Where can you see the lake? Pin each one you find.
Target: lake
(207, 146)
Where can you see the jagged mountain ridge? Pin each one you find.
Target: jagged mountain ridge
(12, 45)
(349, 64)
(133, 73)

● How to complete this task
The lines holding the word "each" are the answer. Find them in the entries and copy them.

● Expected answer
Where can you see the lake? Pin each one you find.
Where can you see the jagged mountain ridge? Pin each one you find.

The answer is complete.